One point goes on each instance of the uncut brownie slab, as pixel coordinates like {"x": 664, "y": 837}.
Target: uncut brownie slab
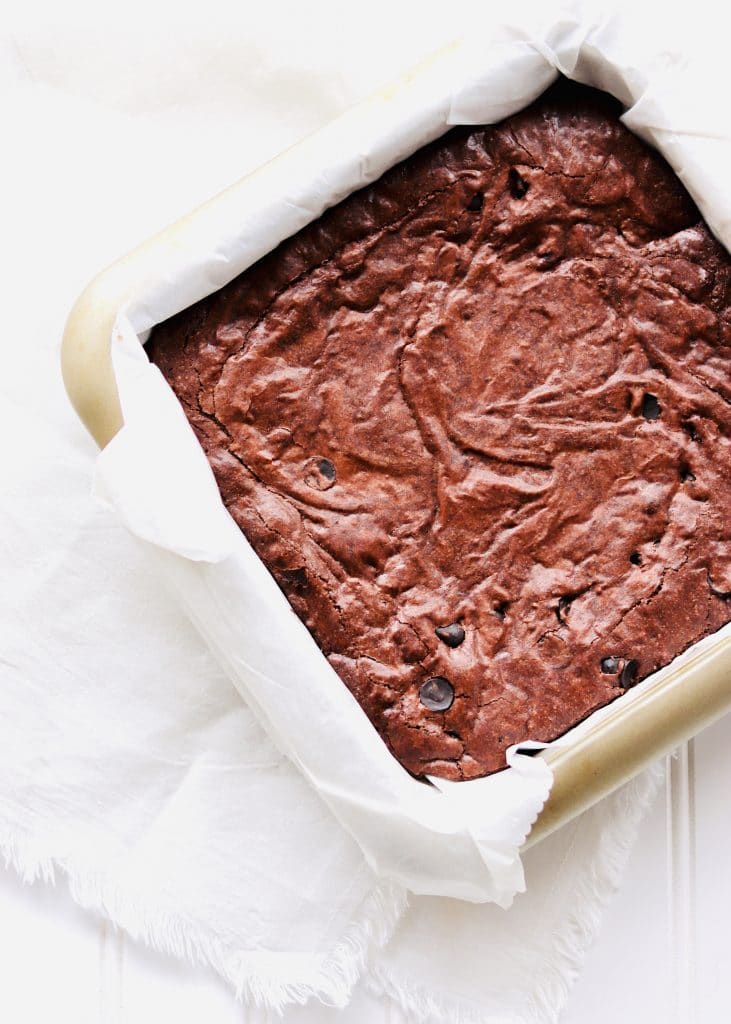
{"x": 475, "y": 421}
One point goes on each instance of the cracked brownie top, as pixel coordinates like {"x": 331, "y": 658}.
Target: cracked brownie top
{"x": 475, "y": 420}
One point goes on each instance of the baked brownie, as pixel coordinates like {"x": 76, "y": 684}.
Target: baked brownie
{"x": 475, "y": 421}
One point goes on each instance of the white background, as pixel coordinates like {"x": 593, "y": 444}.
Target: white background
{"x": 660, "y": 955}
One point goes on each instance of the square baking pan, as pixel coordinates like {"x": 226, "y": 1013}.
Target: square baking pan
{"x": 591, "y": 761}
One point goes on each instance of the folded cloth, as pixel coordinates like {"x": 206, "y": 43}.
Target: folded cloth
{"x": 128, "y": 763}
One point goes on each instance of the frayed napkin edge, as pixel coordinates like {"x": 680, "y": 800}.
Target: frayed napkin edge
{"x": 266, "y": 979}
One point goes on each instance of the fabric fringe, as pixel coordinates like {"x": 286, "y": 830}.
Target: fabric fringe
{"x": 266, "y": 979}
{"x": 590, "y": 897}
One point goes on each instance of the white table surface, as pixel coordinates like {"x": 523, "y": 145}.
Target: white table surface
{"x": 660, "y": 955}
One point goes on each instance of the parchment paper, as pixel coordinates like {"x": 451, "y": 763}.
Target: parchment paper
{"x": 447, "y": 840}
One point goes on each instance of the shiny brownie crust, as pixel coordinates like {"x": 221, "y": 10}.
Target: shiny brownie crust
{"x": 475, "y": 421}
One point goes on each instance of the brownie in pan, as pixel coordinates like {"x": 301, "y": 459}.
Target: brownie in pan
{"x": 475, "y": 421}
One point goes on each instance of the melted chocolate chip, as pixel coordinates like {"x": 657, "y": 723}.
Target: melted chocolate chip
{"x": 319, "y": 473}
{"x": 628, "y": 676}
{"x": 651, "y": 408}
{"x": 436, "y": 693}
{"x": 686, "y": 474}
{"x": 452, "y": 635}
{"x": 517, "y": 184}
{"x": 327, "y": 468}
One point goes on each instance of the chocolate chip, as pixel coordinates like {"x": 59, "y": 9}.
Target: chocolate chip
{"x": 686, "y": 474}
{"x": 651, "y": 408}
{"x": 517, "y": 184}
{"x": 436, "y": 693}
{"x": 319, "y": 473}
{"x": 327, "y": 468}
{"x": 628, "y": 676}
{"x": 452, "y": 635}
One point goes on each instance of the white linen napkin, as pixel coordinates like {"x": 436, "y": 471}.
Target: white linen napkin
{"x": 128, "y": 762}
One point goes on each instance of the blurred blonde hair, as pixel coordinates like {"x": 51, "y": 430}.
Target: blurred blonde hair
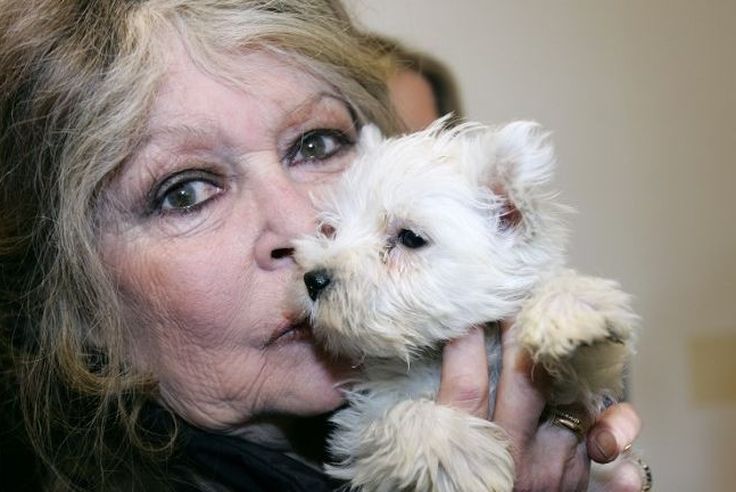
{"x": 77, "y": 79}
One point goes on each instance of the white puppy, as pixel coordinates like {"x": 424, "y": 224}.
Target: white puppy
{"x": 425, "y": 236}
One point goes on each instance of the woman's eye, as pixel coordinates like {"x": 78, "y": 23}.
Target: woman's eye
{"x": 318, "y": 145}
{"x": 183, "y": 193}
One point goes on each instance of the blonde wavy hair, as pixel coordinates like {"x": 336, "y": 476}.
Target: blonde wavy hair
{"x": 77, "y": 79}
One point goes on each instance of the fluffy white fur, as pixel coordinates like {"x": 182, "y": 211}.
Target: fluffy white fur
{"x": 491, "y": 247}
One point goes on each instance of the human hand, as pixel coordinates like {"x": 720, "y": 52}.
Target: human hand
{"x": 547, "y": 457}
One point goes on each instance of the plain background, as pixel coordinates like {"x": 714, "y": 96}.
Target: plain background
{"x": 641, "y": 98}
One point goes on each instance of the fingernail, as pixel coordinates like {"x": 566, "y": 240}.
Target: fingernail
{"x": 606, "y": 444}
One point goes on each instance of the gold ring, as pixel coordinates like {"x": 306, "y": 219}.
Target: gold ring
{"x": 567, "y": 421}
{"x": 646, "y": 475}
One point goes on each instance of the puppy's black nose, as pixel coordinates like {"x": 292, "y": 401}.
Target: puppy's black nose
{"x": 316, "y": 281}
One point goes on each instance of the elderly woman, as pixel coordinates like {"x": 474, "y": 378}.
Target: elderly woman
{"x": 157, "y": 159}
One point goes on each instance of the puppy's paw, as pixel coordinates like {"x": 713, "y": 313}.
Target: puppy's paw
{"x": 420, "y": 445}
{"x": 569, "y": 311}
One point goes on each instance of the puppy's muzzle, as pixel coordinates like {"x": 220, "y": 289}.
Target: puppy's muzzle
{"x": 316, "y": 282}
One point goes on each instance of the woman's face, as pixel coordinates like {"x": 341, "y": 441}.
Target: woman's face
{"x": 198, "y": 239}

--

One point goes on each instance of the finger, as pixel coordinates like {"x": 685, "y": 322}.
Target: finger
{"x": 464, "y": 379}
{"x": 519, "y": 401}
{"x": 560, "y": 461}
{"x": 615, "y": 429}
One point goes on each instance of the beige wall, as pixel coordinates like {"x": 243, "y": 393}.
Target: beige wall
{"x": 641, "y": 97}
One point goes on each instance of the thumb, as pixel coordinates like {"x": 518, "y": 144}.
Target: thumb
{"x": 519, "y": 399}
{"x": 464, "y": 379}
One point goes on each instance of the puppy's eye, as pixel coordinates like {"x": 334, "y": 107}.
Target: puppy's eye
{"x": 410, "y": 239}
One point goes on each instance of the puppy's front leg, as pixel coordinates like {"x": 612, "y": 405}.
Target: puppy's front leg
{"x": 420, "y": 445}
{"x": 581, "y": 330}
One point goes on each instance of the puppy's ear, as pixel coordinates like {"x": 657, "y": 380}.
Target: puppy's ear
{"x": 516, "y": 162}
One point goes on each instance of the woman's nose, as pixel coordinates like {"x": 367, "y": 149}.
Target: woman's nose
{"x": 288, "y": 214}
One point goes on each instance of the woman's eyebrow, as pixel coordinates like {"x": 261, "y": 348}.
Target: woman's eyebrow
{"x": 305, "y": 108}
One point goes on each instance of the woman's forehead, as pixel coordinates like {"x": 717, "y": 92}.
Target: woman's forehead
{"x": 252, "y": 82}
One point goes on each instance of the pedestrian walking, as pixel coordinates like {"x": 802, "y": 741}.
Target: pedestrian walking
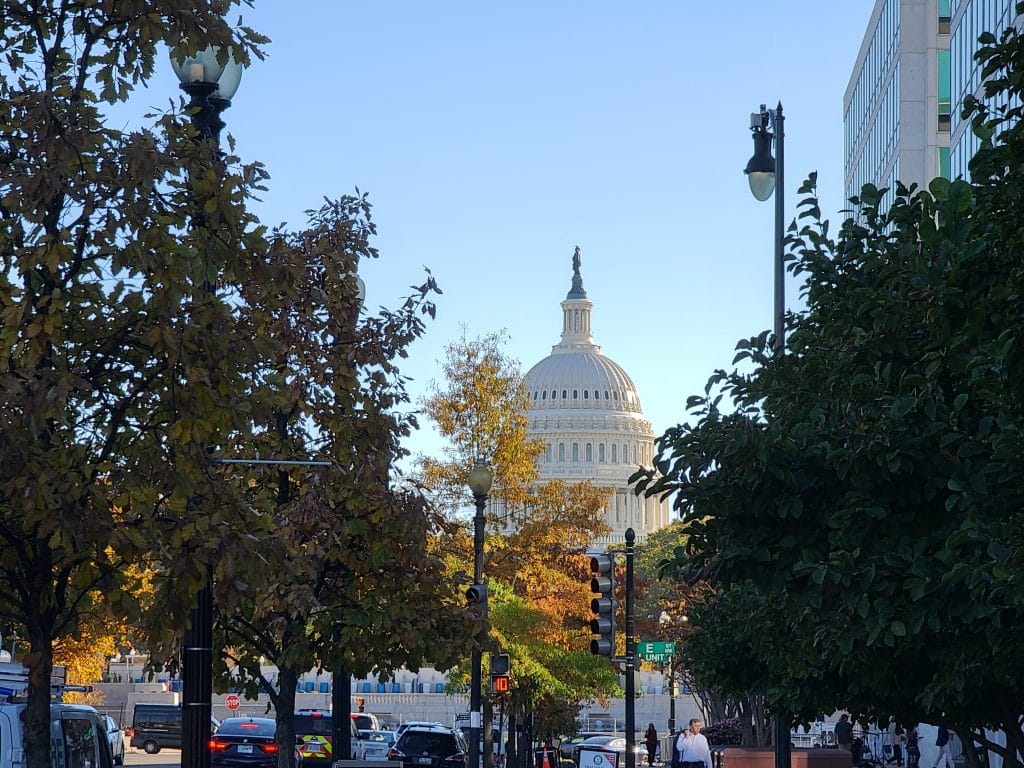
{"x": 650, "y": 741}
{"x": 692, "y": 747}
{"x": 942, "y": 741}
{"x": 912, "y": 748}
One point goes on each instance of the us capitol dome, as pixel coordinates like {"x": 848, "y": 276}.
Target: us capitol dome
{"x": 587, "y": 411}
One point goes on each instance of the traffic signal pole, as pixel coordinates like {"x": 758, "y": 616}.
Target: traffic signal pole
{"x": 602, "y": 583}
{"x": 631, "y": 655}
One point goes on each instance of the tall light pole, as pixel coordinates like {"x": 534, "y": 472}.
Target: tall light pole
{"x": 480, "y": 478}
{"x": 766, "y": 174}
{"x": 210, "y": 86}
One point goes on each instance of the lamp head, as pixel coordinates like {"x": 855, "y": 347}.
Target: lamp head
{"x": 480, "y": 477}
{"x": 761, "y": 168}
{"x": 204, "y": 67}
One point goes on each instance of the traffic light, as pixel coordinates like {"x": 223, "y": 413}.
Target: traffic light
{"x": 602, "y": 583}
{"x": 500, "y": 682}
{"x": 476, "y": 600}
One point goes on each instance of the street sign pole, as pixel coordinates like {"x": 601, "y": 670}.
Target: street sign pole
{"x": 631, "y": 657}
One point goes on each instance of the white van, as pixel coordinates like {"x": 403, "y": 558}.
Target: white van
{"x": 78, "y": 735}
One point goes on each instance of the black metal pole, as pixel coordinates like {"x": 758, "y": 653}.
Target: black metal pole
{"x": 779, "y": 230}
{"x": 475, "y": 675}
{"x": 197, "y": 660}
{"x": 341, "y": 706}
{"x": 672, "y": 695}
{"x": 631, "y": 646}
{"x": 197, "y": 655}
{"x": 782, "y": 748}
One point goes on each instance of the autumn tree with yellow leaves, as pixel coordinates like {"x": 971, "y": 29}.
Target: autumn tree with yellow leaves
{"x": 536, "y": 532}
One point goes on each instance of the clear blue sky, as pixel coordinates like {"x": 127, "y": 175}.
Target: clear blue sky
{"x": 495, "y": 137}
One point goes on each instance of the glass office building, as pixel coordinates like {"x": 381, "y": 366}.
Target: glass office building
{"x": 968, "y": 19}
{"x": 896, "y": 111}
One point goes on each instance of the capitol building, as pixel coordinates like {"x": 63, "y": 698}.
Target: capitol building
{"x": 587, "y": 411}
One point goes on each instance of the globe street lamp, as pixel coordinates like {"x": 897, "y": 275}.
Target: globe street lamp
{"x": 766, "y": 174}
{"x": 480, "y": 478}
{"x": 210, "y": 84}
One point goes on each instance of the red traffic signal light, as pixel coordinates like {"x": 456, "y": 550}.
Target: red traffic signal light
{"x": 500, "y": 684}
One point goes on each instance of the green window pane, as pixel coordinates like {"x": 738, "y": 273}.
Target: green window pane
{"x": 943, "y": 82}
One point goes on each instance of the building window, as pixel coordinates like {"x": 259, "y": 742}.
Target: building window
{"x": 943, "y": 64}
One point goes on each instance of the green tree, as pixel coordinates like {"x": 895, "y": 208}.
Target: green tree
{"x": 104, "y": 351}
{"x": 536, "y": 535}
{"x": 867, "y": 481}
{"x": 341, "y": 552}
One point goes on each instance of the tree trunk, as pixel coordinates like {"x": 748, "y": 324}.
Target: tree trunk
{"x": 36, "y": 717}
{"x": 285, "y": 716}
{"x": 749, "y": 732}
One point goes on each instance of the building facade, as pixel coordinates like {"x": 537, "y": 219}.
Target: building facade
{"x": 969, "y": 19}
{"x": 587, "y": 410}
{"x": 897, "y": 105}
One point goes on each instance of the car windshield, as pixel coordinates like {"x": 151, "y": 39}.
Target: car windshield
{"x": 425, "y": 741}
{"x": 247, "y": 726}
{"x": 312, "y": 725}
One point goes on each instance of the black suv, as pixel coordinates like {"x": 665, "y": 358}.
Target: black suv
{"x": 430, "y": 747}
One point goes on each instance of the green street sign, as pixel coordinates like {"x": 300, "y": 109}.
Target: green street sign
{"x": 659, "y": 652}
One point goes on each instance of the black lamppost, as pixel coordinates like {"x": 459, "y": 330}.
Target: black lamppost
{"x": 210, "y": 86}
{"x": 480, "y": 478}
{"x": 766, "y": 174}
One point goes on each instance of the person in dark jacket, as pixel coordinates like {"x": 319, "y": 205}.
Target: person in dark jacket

**What is expected**. In the listing above, find the line with "Target: white table surface" and the line with "One point goes on each instance of the shiny", then print exactly those two lines and every line between them, and nothing more.

**Written solution**.
Target: white table surface
{"x": 660, "y": 955}
One point goes on each instance of the parchment paper, as pixel coordinates like {"x": 451, "y": 763}.
Target: parchment paper
{"x": 447, "y": 840}
One point goes on each instance of the shiny brownie crust, as pixel coordinates like {"x": 221, "y": 10}.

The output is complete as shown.